### Dataset rows
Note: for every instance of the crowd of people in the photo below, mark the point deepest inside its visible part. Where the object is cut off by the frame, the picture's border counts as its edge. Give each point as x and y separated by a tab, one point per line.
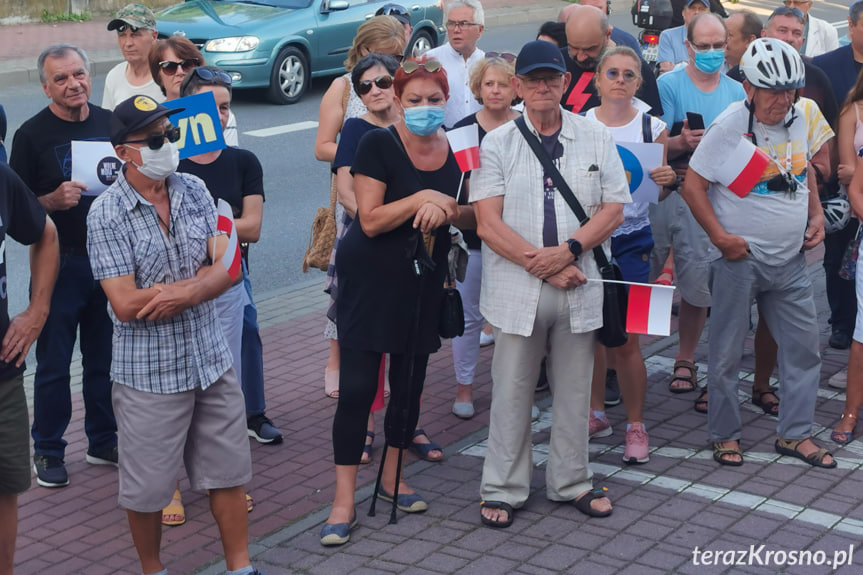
172	357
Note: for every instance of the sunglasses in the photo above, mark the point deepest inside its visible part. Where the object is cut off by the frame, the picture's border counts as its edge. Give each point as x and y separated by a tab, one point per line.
156	141
170	68
208	75
507	56
628	75
382	82
788	11
411	66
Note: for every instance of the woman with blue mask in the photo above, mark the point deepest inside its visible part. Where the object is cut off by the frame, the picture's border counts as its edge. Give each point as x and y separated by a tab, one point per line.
391	266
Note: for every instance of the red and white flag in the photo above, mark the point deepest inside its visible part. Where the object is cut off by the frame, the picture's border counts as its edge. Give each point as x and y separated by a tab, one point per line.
231	260
743	168
648	310
465	146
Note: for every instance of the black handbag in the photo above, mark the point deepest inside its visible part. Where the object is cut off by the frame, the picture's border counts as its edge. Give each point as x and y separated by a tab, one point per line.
613	330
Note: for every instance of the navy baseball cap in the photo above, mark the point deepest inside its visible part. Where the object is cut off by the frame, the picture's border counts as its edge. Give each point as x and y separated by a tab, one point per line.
537	55
135	113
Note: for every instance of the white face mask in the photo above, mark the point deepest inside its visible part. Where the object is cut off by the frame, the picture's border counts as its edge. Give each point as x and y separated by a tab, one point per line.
161	163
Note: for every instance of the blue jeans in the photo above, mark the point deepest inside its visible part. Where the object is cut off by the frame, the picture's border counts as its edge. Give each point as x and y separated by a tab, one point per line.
252	378
78	300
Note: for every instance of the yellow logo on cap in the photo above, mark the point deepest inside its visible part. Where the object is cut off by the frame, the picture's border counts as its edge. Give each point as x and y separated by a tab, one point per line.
145	103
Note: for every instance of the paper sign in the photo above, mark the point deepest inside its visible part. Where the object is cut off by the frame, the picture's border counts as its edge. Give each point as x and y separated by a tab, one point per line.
95	165
638	160
200	128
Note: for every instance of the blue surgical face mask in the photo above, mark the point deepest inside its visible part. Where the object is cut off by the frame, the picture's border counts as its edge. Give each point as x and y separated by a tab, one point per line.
424	120
709	61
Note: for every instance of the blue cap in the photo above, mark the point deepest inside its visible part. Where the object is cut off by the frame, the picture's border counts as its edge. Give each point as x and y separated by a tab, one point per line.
539	54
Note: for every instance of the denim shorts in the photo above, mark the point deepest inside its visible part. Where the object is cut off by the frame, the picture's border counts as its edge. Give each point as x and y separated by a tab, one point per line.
632	254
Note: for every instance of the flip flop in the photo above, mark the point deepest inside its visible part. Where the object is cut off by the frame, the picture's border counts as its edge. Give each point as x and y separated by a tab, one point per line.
496	505
790	447
423	449
175	510
689	379
583	503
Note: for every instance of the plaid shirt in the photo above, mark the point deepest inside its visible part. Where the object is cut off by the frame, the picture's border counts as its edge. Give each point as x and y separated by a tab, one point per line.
124	238
508	167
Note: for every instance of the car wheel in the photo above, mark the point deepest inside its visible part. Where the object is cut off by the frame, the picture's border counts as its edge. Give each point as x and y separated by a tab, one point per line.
290	76
422	43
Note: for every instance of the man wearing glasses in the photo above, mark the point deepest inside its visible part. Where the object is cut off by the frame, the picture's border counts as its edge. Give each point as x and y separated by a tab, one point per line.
464	21
819	36
536	262
136	33
156	249
42	157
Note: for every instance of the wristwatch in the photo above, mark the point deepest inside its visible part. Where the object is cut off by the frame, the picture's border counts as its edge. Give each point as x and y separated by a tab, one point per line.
575	247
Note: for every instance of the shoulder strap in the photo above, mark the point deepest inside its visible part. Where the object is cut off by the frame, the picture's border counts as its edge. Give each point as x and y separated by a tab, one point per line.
562	186
646	129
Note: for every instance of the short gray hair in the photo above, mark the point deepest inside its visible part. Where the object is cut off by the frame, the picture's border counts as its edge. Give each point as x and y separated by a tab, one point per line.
58	51
478	12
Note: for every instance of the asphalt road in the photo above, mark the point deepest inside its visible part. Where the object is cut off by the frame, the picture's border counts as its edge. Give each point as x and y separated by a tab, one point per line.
295	183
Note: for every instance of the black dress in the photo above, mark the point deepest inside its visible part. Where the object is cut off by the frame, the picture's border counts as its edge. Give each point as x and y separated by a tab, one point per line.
378	288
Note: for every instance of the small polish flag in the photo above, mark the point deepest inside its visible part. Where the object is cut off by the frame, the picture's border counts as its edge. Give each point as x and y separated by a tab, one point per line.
743	168
649	309
465	146
231	259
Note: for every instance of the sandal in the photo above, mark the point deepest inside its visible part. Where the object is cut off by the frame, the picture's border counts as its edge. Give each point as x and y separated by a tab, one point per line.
719	454
689	379
496	505
423	449
583	503
791	448
367	448
701	402
843	437
174	514
767	406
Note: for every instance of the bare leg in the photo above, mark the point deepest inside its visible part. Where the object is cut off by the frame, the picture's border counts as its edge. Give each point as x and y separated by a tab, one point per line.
8	531
597	386
146	531
854	391
632	377
229	509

### Work to complete
Transcribe the full listing character for character. Pictures are excluded.

### Answer to this problem
Note: for every instance of the crowd of people in the photo below, mark the point deepest inside its visible part. Where the object is cut off by the frame, the picture's border counts as its edge. Give each point as x and y separated by a tab, one point per line.
172	357
Note: for every instance of the sunglasses in the photo above, mark the point deepest inside its visible part. Where the object is cut off by the frame, the picture's border counts as its edge. Give each point as x and y separated by a tab, one point per line.
156	141
170	68
208	75
507	56
628	75
382	82
788	11
411	66
Note: for every instance of the woman with blue mask in the photo above, mark the point deepest inside its visible part. Where the object is cut off by the frame, the picture's border counts as its edge. Give each point as x and y separated by a tab, one point per line.
391	266
Note: for every instance of the red and white flag in the photo above, mark the point deepest inside its visible part. Where the object is cut off by the frame, the picture's border counts as its edge. Give each point as x and y separated by a tab, one point per line.
231	260
743	168
648	310
465	146
Note: for every instance of the black handbag in the photo above, mark the point deepest inside its visible part. Where the object is cut off by the frame, the picture's border counts as its edge. Give each point as x and y separated by a tab, one point per line.
613	330
Note: for every instance of the navy baseball cap in the photo above, mark the point deepest inside its visible part. Where the object is cut off by the frame, the picture's border counts as its edge. Give each point as x and y separated by a tab, one point per line.
537	55
135	113
Note: for every instance of the white face mask in the photo above, mark the point deepest inside its visible part. Where the object is cut off by the frame, the picture's border counts as its edge. Give each point as x and y separated by a tab, one point per line.
161	163
Note: for every instance of the blue jeans in the photo above, mark the point deepest inside its visible part. Where the object is cut off by the frame, the picture's border counts as its edge. Give each point as x and y separated by a tab, one point per line.
252	378
78	300
Note: for every instance of the yellow logo on cap in the photo above, mark the point deepest inside its visible part. Where the object is cut off by the frame, the picture's border counts as its edge. Give each point as x and y separated by a tab, one point per line.
145	103
Note: for every instance of the paper sign in the photo above, mark the point deepest inside its visible part. Where the object is cut off by the frame, the picture's border counts as its edge. Give each point as x and y separated by a tab, one point per line.
95	165
638	160
200	128
Note: for every instance of the blue surgical face mask in the photo above, mark the point deepest inside its visible part. Where the object is cut off by the frame, the picture's border counts as its edge. Give each point as x and y separated by a tab, one point per line.
424	120
709	61
Note: for every instance of the blue cap in the photo above, mark the point deepest inside its visible part. Where the object is cut off by the frame, the picture's border counts as its edge. Give each point as x and y separated by a tab, one point per line.
539	54
Note: for every instance of the denim shorts in the photo above, mark the point deepest inside its visible part. Where the object is cut off by the frame, the picture's border counts as its edge. Give each point as x and y separated by a tab, one point per line.
632	254
Note: for every instance of the flip flop in the photo above, mark the point deepest inside its visible part. Where the object is cut off by the frame, the picture's border counts as its edge. Give each point as x and y separated by a tab, one point per line.
496	505
790	447
423	449
175	510
689	379
583	503
Note: for every instance of the plaid shirt in the photo above, mark the point deepest inside its visible part. Where the object is cut off by the frame, the picture's border counts as its edge. Give each point as x and y separated by a tab, one point per line.
124	238
508	167
Note: for every instance of the car wheel in the photo above, mark the point deepest inside its visible part. Where the object is cut off by the frame, the picture's border counts as its edge. Give each point as x and y separated by a tab, one point per line.
290	76
422	43
Note: for every instance of the man wearing glasses in the photo above, mark the point deepest inside its visible part. Where the object is cut off by the frame, the picture's border counts as its edge. Give each point as x and y separated by a tab, one point per line.
464	21
819	36
536	262
136	33
156	249
42	157
Note: for every instance of the wristwatch in the photo above, mark the point deepest inside its visible part. Where the object is cut off by the frame, the picture's border counts as its edge. Give each point as x and y separated by a tab, one point per line.
575	247
Note: for every instance of the shoulder strap in the photo above, mark the point deepest inside its visible part. Where the object is cut off by the frame, the picture's border counts as its edge. Give each point as x and y separated by a tab, one point per line.
562	186
646	129
Note: for every instance of the short gray hair in the photo above, mark the point deepest inside its visible part. Where the object is cut off by the frame, the picture's border counts as its edge. Give each point as x and y separated by a tab, one point per line.
58	51
478	12
Note: for every instance of the asphalt road in the photo above, mark the point deepest inside its visible part. Where the object is cut off by the frame, the picture's border counts as its edge. Give each point as x and y separated by a tab, one point per line.
295	183
Note: for every instance of the black dress in the photo above, mark the point deepest inside its visible part. Where the object is cut off by the frame, the picture's border counts as its edge. Give each point as x and y separated by a tab, one point per line.
378	288
Note: for every instance of the small polish flag in the photo above, mark the point deepest inside its visible part. Where the object is cut off by the frame, the picture's border counts as its edge. Give each point as x and y separated by a tab, one point per line.
743	168
649	309
465	146
231	259
Note: for every instance of the sandal in the photo above, mark the point deepest inside its visible part. Where the object is cut off by the frame, the picture's border counts as its edge. Give each point as x and y separated by a tab, one point per line.
719	454
689	379
496	505
423	449
583	503
791	448
367	448
701	402
843	437
174	514
767	406
Note: for every instance of the bare leg in the photo above, mark the point deepest inside its visible part. Where the object is cut off by the frame, the picture's border counts as its edge. Give each point as x and y separated by a tab, one point per line.
8	531
597	386
146	531
854	391
632	377
229	509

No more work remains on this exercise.